■ SUPPLIED MATERIAL
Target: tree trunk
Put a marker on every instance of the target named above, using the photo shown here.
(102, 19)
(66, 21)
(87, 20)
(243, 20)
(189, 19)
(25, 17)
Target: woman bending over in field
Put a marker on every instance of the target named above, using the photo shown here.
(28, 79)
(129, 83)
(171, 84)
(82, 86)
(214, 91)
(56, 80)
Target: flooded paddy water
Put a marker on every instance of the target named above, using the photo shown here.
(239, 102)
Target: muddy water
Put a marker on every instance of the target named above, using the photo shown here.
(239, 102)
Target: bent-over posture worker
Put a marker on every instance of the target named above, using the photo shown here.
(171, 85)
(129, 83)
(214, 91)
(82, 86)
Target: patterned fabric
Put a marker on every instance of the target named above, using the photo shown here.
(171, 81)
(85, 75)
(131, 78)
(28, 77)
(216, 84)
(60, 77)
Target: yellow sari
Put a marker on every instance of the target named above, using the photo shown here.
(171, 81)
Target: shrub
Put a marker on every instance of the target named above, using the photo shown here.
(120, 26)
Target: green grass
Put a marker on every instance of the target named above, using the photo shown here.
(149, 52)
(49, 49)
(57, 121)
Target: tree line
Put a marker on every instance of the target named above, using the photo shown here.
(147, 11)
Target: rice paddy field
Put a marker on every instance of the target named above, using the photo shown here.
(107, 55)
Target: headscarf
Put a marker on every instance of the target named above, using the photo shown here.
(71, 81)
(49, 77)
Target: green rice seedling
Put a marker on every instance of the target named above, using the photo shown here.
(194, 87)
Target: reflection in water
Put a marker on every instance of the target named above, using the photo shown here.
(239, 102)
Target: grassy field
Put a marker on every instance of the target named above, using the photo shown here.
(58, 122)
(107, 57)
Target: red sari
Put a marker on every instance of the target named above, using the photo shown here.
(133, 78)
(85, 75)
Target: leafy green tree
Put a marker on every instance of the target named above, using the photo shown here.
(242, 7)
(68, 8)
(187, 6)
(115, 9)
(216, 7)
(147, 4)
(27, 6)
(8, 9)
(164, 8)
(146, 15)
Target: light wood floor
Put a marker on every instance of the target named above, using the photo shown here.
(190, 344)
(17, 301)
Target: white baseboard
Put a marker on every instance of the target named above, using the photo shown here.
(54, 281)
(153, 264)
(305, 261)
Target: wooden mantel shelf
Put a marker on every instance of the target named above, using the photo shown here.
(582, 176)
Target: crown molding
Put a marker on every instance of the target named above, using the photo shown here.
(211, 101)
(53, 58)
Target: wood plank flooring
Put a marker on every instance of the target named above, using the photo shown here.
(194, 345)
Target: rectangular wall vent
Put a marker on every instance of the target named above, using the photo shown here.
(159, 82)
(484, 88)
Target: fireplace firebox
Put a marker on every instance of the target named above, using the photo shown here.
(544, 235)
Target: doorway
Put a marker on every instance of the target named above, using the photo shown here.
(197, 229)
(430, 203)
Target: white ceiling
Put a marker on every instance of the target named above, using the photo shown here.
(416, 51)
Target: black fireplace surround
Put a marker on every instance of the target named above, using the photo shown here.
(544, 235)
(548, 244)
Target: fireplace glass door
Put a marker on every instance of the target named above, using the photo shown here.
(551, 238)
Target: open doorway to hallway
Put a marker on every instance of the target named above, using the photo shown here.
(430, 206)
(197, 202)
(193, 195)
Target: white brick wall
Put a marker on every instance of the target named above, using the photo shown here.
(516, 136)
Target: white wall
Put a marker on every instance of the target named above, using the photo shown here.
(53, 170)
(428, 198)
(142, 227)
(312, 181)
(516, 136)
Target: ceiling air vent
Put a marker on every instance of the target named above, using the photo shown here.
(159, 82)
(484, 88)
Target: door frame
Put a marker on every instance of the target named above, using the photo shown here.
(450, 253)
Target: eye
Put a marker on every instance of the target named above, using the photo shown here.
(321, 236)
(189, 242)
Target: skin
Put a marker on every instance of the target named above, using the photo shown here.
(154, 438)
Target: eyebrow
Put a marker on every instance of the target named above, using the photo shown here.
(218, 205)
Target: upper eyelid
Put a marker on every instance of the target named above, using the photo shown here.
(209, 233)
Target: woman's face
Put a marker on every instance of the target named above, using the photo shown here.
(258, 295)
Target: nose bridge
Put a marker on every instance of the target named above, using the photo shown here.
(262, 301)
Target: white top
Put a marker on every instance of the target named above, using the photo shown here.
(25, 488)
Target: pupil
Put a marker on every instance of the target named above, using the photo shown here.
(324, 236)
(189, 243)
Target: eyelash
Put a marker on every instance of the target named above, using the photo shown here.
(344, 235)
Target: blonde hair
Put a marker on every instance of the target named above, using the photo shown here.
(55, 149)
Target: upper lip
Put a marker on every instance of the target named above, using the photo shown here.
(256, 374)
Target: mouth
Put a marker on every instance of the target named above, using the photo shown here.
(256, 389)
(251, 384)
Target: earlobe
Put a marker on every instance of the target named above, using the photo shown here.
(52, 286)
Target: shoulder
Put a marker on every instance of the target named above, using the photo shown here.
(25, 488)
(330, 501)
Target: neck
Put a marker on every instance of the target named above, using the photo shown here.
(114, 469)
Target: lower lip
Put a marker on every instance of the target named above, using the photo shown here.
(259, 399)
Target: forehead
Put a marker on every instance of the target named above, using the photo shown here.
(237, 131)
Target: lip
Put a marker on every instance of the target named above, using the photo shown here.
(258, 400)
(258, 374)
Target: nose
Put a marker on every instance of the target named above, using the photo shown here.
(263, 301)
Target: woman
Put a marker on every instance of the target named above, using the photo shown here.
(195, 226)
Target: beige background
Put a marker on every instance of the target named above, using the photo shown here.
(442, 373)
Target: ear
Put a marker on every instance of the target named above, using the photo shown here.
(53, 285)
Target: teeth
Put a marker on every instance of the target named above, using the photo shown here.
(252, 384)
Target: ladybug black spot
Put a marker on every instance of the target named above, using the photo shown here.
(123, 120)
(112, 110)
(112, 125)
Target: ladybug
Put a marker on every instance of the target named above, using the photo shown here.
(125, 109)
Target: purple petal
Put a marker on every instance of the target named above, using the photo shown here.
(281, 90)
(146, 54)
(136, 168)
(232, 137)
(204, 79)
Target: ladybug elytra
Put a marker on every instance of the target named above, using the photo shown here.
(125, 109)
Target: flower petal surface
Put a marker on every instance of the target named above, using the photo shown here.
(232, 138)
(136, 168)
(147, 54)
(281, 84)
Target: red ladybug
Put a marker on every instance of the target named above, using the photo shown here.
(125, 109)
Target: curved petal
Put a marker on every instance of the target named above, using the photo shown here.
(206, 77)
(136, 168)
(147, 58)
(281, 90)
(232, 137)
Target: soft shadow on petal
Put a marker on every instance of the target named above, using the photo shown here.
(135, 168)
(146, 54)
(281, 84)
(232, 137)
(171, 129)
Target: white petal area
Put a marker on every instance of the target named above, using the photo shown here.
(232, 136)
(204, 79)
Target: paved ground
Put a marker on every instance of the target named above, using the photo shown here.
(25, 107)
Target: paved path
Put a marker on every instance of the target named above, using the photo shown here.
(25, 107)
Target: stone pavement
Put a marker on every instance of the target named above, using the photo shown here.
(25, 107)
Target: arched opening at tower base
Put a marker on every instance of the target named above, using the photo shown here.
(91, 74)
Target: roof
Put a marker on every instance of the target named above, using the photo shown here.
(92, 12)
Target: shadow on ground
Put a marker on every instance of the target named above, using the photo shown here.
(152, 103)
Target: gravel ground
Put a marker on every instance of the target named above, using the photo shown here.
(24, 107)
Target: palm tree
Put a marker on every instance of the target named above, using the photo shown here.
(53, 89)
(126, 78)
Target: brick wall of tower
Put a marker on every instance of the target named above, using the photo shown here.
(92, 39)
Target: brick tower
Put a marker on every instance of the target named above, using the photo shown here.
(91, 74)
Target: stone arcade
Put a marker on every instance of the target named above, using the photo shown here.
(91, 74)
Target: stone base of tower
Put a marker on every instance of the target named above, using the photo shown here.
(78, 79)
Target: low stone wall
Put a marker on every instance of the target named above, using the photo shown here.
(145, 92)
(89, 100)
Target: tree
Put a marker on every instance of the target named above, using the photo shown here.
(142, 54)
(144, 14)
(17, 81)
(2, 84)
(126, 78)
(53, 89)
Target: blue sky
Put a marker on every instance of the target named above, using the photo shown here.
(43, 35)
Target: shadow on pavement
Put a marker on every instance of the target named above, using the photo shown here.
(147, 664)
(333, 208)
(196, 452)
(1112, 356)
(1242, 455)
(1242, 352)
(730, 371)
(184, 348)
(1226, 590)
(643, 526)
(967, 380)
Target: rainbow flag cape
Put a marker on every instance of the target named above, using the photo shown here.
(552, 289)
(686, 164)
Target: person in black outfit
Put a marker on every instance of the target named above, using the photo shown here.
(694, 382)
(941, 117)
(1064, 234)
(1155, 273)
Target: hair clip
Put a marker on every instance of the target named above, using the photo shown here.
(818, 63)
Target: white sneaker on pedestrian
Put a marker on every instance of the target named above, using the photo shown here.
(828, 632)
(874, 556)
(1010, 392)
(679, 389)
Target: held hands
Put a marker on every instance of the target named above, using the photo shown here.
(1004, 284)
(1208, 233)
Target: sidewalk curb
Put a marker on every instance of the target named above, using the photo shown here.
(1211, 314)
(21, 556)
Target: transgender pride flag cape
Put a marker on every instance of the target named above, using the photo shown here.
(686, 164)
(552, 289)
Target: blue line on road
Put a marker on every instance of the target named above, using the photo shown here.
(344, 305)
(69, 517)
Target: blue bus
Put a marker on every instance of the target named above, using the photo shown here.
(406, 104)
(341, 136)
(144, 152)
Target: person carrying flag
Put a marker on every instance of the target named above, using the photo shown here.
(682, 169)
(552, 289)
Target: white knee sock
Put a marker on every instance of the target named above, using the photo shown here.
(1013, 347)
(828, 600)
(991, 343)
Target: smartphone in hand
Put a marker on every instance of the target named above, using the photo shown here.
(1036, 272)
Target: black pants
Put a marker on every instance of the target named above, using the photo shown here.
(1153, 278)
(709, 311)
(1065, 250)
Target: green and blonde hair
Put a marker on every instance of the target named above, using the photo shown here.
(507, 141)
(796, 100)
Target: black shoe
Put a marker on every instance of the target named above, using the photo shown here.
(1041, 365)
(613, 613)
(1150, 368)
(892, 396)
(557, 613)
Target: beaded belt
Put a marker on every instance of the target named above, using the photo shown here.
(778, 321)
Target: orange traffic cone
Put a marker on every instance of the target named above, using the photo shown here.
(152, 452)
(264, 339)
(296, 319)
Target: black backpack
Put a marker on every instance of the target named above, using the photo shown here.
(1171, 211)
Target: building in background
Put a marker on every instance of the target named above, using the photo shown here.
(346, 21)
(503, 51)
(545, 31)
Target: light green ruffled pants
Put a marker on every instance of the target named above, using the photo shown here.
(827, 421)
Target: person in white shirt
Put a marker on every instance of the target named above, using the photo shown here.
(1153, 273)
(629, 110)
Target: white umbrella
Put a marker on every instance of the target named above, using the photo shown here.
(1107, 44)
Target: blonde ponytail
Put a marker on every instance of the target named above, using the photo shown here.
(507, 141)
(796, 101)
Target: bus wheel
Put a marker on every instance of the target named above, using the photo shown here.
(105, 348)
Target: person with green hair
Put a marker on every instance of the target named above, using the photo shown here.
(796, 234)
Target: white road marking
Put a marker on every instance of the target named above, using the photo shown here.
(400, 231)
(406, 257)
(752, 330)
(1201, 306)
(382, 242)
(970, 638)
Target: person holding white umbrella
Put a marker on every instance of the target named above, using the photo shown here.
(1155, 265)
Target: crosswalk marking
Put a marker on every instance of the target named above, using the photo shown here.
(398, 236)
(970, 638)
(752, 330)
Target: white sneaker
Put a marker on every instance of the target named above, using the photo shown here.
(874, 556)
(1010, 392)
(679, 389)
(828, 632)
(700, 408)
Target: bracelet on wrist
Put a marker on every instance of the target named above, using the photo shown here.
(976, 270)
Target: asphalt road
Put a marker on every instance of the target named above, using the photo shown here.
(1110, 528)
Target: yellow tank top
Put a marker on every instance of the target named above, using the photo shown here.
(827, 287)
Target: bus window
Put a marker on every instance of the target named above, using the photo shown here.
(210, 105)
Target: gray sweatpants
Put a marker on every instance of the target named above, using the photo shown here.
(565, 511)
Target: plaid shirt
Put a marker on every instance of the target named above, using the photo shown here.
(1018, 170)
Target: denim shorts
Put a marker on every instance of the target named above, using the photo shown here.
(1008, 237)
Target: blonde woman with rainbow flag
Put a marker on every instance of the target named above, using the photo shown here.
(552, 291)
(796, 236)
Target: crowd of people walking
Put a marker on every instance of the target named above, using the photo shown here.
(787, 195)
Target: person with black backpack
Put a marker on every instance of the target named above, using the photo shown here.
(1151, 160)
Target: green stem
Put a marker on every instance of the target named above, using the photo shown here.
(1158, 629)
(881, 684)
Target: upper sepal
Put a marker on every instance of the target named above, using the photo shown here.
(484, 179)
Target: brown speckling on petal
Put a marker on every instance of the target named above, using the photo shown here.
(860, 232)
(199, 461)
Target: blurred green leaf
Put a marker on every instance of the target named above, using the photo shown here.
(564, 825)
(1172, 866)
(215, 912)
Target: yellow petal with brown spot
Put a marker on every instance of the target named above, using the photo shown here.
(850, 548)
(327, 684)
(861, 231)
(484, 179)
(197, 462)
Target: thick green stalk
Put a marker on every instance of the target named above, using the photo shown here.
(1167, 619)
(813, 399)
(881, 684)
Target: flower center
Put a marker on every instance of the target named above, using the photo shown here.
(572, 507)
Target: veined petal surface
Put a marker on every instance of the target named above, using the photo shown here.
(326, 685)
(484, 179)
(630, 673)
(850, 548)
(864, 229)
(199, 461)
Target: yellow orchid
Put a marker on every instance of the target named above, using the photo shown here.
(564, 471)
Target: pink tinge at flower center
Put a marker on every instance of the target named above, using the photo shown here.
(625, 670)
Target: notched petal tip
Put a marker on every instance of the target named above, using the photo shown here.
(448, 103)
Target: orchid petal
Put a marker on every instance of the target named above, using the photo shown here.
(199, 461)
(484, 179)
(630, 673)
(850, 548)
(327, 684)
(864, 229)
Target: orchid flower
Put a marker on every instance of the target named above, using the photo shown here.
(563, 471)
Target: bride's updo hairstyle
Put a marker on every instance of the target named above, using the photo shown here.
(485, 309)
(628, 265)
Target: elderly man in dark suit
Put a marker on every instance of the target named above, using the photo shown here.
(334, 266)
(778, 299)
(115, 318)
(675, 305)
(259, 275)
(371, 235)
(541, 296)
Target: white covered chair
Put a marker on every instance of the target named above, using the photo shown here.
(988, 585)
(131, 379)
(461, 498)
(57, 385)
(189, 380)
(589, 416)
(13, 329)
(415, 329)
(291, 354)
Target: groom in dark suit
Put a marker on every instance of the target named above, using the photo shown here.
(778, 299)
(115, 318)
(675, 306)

■ INSTRUCTION
Exactly reproduce the lines that run from the line with "Target: notched petal tip" through the last line of the records, inclusive.

■ SOLUTION BELOW
Target: notched petal tip
Put a marker on every instance of the target named above, using the photo shown here.
(448, 103)
Target: orchid petal
Put a marker on every instance of the target named above, using the photo shown here.
(199, 461)
(484, 179)
(630, 673)
(850, 548)
(327, 684)
(864, 229)
Target: orchid flower
Put a marker on every instance of the target named above, using the photo shown here.
(563, 471)
Target: bride's updo hairstyle
Put a marker on every instance of the target named above, using the photo shown here.
(485, 309)
(628, 265)
Target: elderly man in dark suit
Put a marker on every instance of the target named above, using the photo shown here.
(334, 266)
(778, 299)
(115, 318)
(675, 305)
(259, 275)
(371, 235)
(541, 296)
Target: white covered chair
Put a marker on every instance of the target named above, using the photo shown here.
(988, 585)
(131, 379)
(461, 498)
(57, 385)
(189, 380)
(589, 416)
(13, 329)
(415, 329)
(291, 354)
Target: groom in dark suit
Put a marker on every instance of the target named above, using the photo shown here.
(778, 299)
(115, 318)
(675, 306)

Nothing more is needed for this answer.